ARTICLE:
==================================================
Forbes, forsaking its traditional business roots, has been a poster child for how to digitize a legacy company. Take a look at its home page, and you see how it has floated far away from its Fortune and Bloomberg Businessweek competitors, populizing, optimizing, nativizing, and rightsizing its content creation. Inevitably, in such transitions, something’s gained — a doubling of unique visitors in three years — and something’s lost, in this case the upmarket nature of its old magazine audience. Despite its great digital growth, it’s still sub-scale compared to many of the companies it now competes more directly with — not to mention the truly big guns like Google, Facebook, Yahoo, AOL, Microsoft, and Twitter.

So maybe the end of 2013 — with the Dow over 16,000 and the shine not yet wiped off of Forbes’ remake under CEO Mike Perlis — offers a great time to sell. Sell the story (digital audience and revenue growth, a leader in “Brand Voice” content marketing) and let the next guys deal with the next era. Elevation Partners, which bought in seven years ago and now controls a large minority stake of Forbes, probably won’t get its investment back out, but its calculation may be a good one for Thanksgiving movie viewing: As Good As It Gets.
==================================================
SOURCE MATERIAL:
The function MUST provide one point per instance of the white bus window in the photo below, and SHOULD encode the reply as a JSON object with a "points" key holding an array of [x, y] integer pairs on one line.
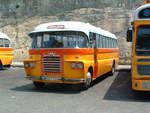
==================================================
WHAT THIS EXERCISE ASKS:
- a) In the article on Forbes, why might the end of 2013 be a good time to sell? Answer in one to three sentences.
- b) Answer these questions using the article on Forbes:
(i) How much did unique visitors grow, and over how many years?
(ii) Who is the CEO behind the remake?
(iii) When did Elevation Partners buy in, and what stake does it now control?

TASK RESPONSES:
- a) The Dow was over 16,000, and the shine had not yet been wiped off the Forbes remake under CEO Mike Perlis. A seller could therefore market its story of digital audience and revenue growth and leadership in "Brand Voice" content marketing, and let the next owners deal with the next era.

- b)
(i) They doubled in three years.
(ii) Mike Perlis.
(iii) Seven years ago. It now controls a large minority stake.